### What the exercise asks
Which lines of the entries hold the string "leaf"? Copy each one.

### Supplied material ###

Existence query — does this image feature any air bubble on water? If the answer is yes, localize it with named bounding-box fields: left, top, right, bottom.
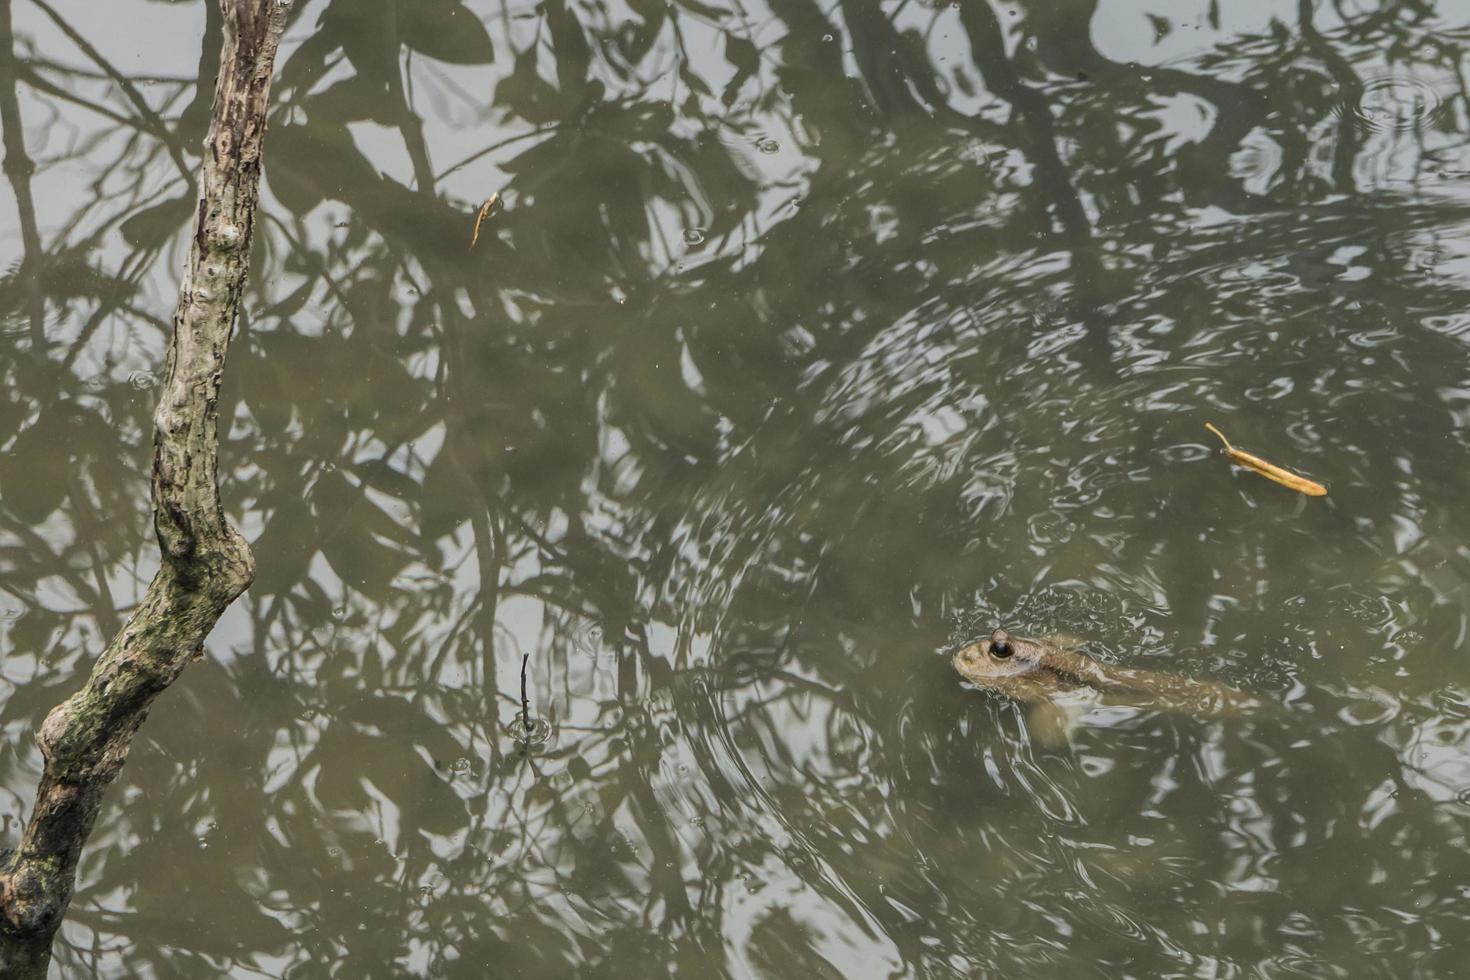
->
left=756, top=137, right=780, bottom=154
left=821, top=33, right=834, bottom=42
left=683, top=227, right=706, bottom=245
left=450, top=757, right=472, bottom=775
left=129, top=371, right=156, bottom=391
left=331, top=606, right=347, bottom=620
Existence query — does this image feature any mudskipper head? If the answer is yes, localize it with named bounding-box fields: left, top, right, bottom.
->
left=952, top=628, right=1049, bottom=686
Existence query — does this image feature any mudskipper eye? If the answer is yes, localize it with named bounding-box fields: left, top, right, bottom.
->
left=989, top=628, right=1013, bottom=659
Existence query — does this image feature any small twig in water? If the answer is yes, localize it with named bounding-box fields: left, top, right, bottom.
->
left=519, top=651, right=532, bottom=736
left=469, top=192, right=500, bottom=249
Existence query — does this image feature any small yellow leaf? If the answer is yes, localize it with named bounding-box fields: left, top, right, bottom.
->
left=1205, top=422, right=1327, bottom=497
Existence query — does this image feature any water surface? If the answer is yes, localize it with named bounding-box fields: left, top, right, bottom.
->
left=3, top=0, right=1470, bottom=976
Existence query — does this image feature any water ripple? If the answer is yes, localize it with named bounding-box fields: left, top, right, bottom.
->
left=1351, top=74, right=1446, bottom=134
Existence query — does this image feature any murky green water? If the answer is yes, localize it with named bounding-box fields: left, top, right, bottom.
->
left=4, top=0, right=1470, bottom=975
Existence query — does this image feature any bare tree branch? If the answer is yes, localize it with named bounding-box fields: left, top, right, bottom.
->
left=0, top=2, right=293, bottom=975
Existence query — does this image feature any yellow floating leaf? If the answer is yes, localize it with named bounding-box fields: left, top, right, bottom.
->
left=1205, top=422, right=1327, bottom=497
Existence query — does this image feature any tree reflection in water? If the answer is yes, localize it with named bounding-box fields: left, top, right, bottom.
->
left=3, top=0, right=1470, bottom=975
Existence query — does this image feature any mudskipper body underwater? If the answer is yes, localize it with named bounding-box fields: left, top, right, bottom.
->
left=953, top=629, right=1262, bottom=721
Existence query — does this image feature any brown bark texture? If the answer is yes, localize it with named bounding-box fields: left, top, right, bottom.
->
left=0, top=2, right=292, bottom=975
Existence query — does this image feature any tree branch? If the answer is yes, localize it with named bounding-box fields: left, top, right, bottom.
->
left=0, top=2, right=292, bottom=975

###

### Expected output
Existence query — does this image feature any small yellow leaf? If the answer is yes, localize it with named bounding-box fields: left, top, right, bottom.
Existence query — does this image feature any yellow floating leaf? If the answer is yes, localize it with named bounding-box fields: left, top, right, bottom.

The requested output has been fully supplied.